▶ Job 1
Extract every line of the entries below that contains the string "skirt". Case counts.

>> START Text provided

For several years, other states were slow to adopt the LLC form because it was unclear how the IRS and courts would apply the Kintner regulations to it. After the IRS finally decided in 1988 in Revenue Ruling 88-76 that Wyoming LLCs were taxable as partnerships, [16] other states began to take the LLC seriously and enacted their own LLC statutes. [13] By 1996, all 50 states and the District of Columbia had LLC statutes. [17] In 1995, the IRS came to the conclusion that the widespread enactment of LLC statutes had undermined the Kintner regulations, and in 1996 it promulgated new regulations establishing a so-called "check the box" (CTB) entity classification election system that went into effect throughout the United States on January 1, 1997. [16]

Flexibility and default rules

LLCs are subject to fewer regulations than traditional corporations, and thus may allow members to create a more flexible management structure than is possible with other corporate forms. As long as the LLC remains within the confines of state law, the operating agreement is responsible for the flexibility the members of the LLC have in deciding how their LLC will be governed. [18] State statutes typically provide automatic or "default" rules for how an LLC will be governed unless the operating agreement provides otherwise, as permitted by statute in the state where the LLC was organized.

>> END Text provided
>> START Input records

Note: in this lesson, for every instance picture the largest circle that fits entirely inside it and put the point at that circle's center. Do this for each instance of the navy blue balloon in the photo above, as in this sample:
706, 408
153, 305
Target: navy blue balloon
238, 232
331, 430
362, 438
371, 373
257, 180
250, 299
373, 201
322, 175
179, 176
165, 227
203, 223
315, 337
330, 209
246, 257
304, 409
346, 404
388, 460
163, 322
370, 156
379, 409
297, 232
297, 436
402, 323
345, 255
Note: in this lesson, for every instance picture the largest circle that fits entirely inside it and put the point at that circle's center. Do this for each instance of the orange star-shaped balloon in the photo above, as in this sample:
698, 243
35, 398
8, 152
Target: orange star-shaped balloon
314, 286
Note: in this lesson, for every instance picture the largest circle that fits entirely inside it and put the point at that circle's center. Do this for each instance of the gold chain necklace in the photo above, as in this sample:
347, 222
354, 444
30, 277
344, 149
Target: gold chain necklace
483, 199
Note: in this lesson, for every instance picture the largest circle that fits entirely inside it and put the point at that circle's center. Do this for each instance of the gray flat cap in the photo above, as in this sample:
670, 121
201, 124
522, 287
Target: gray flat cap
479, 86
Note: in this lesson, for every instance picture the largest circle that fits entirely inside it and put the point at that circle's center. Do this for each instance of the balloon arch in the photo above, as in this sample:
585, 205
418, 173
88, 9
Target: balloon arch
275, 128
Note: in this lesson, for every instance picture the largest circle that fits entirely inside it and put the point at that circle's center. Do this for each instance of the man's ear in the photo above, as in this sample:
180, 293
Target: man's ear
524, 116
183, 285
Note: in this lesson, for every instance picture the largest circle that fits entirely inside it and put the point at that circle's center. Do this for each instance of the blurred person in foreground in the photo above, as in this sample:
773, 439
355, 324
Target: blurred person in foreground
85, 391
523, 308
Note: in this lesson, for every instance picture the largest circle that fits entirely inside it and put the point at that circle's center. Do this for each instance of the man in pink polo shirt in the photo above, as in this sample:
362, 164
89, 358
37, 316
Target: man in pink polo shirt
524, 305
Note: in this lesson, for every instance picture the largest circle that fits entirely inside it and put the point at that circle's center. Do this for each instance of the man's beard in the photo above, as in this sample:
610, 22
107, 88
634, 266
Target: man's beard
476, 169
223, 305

>> END Input records
>> START Input records

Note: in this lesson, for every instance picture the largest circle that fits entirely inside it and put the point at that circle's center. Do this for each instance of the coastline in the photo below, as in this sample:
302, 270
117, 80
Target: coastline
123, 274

>> END Input records
>> START Input records

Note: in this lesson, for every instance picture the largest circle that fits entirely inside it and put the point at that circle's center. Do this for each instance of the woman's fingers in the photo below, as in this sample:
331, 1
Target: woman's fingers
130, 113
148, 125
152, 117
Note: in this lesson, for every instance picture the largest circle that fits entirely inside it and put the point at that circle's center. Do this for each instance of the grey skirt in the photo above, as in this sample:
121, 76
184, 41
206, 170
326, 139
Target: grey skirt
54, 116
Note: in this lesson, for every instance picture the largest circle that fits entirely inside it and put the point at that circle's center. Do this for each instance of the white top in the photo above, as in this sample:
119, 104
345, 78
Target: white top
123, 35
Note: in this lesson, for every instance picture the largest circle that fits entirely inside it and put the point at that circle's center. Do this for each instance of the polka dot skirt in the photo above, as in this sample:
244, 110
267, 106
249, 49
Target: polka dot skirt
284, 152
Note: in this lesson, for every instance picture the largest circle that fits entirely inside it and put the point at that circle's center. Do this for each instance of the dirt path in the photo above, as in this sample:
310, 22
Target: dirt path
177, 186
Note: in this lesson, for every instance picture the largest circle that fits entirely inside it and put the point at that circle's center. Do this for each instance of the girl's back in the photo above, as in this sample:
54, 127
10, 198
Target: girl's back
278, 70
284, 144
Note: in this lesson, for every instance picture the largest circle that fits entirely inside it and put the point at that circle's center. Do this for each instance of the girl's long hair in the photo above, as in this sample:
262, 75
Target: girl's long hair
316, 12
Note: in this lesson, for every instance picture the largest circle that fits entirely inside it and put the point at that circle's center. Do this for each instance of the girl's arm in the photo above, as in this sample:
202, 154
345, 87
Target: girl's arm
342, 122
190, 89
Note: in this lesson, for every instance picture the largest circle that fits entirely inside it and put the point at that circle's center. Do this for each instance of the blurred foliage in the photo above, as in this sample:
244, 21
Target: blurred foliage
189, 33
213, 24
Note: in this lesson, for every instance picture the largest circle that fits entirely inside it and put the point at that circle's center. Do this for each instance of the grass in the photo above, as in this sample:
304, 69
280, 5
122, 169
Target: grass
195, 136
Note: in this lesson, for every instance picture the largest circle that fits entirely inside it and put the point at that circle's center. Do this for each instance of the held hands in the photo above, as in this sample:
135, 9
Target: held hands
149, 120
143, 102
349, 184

>> END Input records

▶ Job 2
Translate this sentence from the passage on LLCs above into Spanish: "By 1996, all 50 states and the District of Columbia had LLC statutes."

▶ Full solution 1
Note: in this lesson, for every instance picture the largest circle that fits entirely inside it and put the point at that circle's center. Do this for each instance of the grey skirt in the photo above, as in this sample:
Target: grey skirt
Note: in this lesson, for every instance picture the largest circle that fits entirely inside it and put the point at that circle's center. Do this for each instance of the polka dot skirt in the photo above, as in this sample:
Target: polka dot skirt

▶ Full solution 2
Para 1996, los 50 estados y el Distrito de Columbia tenían leyes sobre las LLC.